TASK TO CARRY OUT: Copy every line of the data below word for word, and leave the pictures out.

* * *

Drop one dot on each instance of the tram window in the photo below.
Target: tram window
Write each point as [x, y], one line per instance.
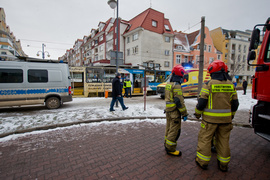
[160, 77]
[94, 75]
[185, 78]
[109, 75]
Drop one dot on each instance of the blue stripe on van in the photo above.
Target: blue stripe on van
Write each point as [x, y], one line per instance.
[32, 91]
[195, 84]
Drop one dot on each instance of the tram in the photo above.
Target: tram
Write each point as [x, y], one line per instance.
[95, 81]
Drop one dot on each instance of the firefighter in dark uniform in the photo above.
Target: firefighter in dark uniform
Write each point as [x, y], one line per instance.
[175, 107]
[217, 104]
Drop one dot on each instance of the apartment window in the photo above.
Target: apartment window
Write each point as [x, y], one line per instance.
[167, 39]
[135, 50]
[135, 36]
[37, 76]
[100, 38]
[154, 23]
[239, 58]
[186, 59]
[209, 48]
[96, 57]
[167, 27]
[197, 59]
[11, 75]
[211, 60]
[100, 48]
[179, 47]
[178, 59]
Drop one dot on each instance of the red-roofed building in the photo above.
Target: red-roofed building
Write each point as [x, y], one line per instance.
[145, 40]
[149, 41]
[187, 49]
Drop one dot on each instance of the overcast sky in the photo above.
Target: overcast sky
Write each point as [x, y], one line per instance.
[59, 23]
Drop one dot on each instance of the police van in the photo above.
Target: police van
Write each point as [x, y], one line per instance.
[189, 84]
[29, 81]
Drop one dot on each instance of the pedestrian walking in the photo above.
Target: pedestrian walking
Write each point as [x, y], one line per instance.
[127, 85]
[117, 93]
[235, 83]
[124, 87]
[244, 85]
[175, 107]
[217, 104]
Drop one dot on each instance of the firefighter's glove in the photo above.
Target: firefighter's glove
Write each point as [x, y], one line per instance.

* * *

FULL RESPONSE:
Drop one dot on each instance of the tram window in the photo below.
Target: tram window
Write each point as [x, y], one line per instance.
[160, 77]
[94, 75]
[185, 78]
[109, 75]
Drop one dot on each instance of the blue stripe on van in the photo above.
Target: blue stripe on van
Write each point as [x, y], one line per instance.
[32, 91]
[195, 84]
Drop one dot on each instance of the tram in the photo above.
Target: tram
Write each point as [x, y], one line per instance.
[95, 81]
Drop one dot on each instance of the firefighter in dark uniform in the photo above.
Target: firefighter in dark uniform
Write each point as [x, y], one line per instance.
[175, 107]
[217, 104]
Drop one dot on each instance of the apartment window in the photo above.
Target: apartment window
Write each point as [x, y], one line per instance.
[167, 39]
[135, 50]
[135, 36]
[37, 76]
[100, 38]
[154, 23]
[239, 58]
[186, 59]
[209, 48]
[96, 57]
[167, 27]
[197, 59]
[11, 75]
[211, 60]
[100, 48]
[179, 47]
[178, 59]
Drop one dot on each instance of the red-roofed building in the photo above.
Target: red-roofed building
Write each point as [x, y], one line per instance.
[145, 40]
[149, 41]
[187, 49]
Drop one dot on each instance of the overcast sky in the photo above.
Target: overcast sky
Write each point as [x, y], one line per instance.
[59, 23]
Drop one dot on each instance of the police van in the photo above.
Target: police van
Write each point as [x, y], one line per instance.
[189, 84]
[29, 81]
Drop one dot on each instance of the pedestrian walking in the photo above.
Target: pedestrian walking
Write each point as [x, y], one line per instance.
[127, 85]
[117, 93]
[235, 83]
[124, 87]
[244, 85]
[175, 107]
[217, 104]
Drop one dot on each instance of the firefighter's glove in the photo above.
Target: firefighter's glove
Write each point as [x, y], one line per instance.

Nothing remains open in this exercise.